#### [Selected excerpt]
— BEGIN —

The strike at Greyhound Bus Lines, in which employes are having to choose between loss of their jobs or cuts in pay, is a fitting symbol for the last few years of U.S. labor history: it has not been a good time for labor unions.

The bleak union outlook seems graphically summed up in the two-week-old spectacle of the dethroned bus drivers: hard-line managers operating the company despite the walkout, the newly competitive landscape of deregulation, a pool of unemployed replacement workers created by recession, automation and other developments.

It comes against a pattern that over the last several years has included concessions at the bargaining table, declines in the union share of the work force and weakened political influence at a time when many labor leaders see political solutions as their best hope.

Among other difficulties:

* Labor is finding it hard to deliver at the bargaining table. Major collective-bargaining agreements so far this year have provided for an average pay raise of 1.7 percent for the first contract year, compared with 9.1 percent the last time the same parties bargained.

About one-fifth of those affected took wage cuts, and another fifth got no specified wage increases. The average raises in this year's contracts are the lowest in the 15 years for which statistics have been kept.

Even concessions were not enough to prevent facilities from closing. According to a study by the Bureau of National Affairs, at least 27 companies or plants closed despite union givebacks in 1982.

Strikes do not work as they once did. Not only at Greyhound, but also at numerous other companies large and small, management is standing up to strikes and sometimes forcing them in order to break unions.

Unions also are contending with a loophole in the bankruptcy law that has allowed companies to get out of union contracts on grounds that they are financially burdensome.

* In 1980, only one of five U.S. workers carried a union card, compared with one of three in 1945.

While conceding that the membership totals have not kept pace with the growing work force, AFL-CIO officials argue that such figures are misleading and point out that the number, if not the percentage, of union members grew from 21.2 million in 1970 to 22.4 million in 1980.

Moreover, the AFL-CIO membership of 13.8 million, according to spokesman Murray Seeger, does not include those on layoff, sick leave or between jobs. He said also that the number of potential union members is far smaller than the "total work force" figure used by government statisticians.

The unemployed, the self-employed, supervisors, domestic and casual workers and most youngsters under 18 should not be counted, he said.

* Some of the labor movement's key industrial unions have been staggered by the biggest losses in membership. The United Auto Workers reports a decline from 1.5 million in the mid-1970s to 1.1 million. The United Steelworkers said it has lost 43 percent of its members, declining from 1.3 million in the late 1970s to 750,000.

* In 1981 the Gallup Poll reported public approval of labor unions at an "all-time low," although, it added, "positive attitudes outweigh negative by a 3-to-2 ratio." In 1936, the first poll on union sentiment registered 72 percent positive, while in 1981 55 percent approved of unions.

* The largest new block in the work force has been slow to become unionized. Although about 53 percent of women are working, only 19 percent of those in salaried positions have joined unions, compared with 31 percent of men.

Management and labor partisans as well as other observers attribute this state of affairs to an assortment of factors.

— END —

#### [Given data]
— BEGIN —

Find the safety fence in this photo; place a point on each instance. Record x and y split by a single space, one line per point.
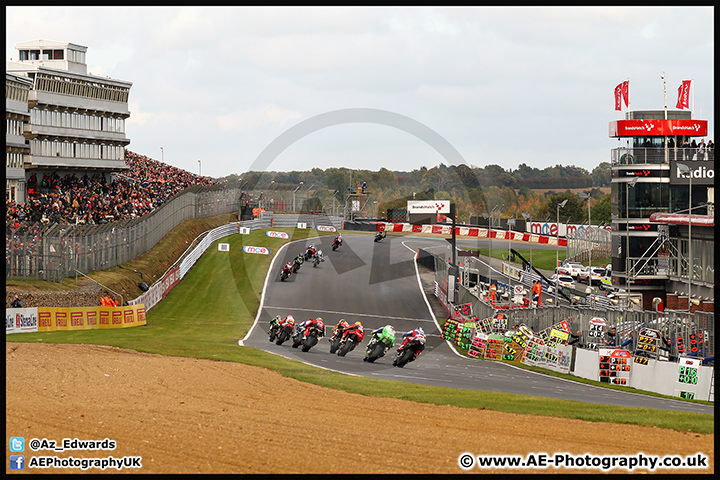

— END —

#### [Exercise instructions]
#1 According to the article on U.S. labor unions, what average first-year pay raise have major collective-bargaining agreements provided so far this year?
#2 Resume the article on U.S. labor unions, writing the passage that follows its last sentence.

#### [Answers to the exercises]
#1 1.7 percent

#2
They include major economic upheavals, particularly in basic "smokestack" industries, long considered the backbone of organized labor; rapid technological change; managers' increased sophistication in labor relations; labor leaders' slowness to adapt and an anti-union climate established by the Reagan administration.

That climate began when the administration broke the Professional Air Traffic Controllers Organization, emboldening some employers to try the latest tactics in what is seen as union-busting.

"That had a significant psychological impact that is hard to quantify," said John Tysse of the U.S. Chamber of Commerce, referring to the administration action.

Still, many experts caution that, while organized labor is seriously ill, predictions of its death are premature.

"I don't see labor as a dying institution. That presupposes they won't change," said Randy Hale, an official of the National Association of Manufacturers, an adversary of labor organizations that recently gave its former Committee for a Union-Free Environment a less controversial name.

"We're in a volatile situation, and whether it moves in labor's favor or not is too early to tell," said Harley Shaiken, a labor analyst at the Massachusetts Institute of Technology. "The trouble is, some people have read the possibility as a certainty."

Some of the negative developments could have a positive side for labor, he added. For instance, while new technology has robbed unions of jobs, the resulting loss of job security could drive workers into the arms of union organizers if they seem able to offer protection.

The Communications Workers of America are among the pacesetters on this front. Public employe and service unions have been growing.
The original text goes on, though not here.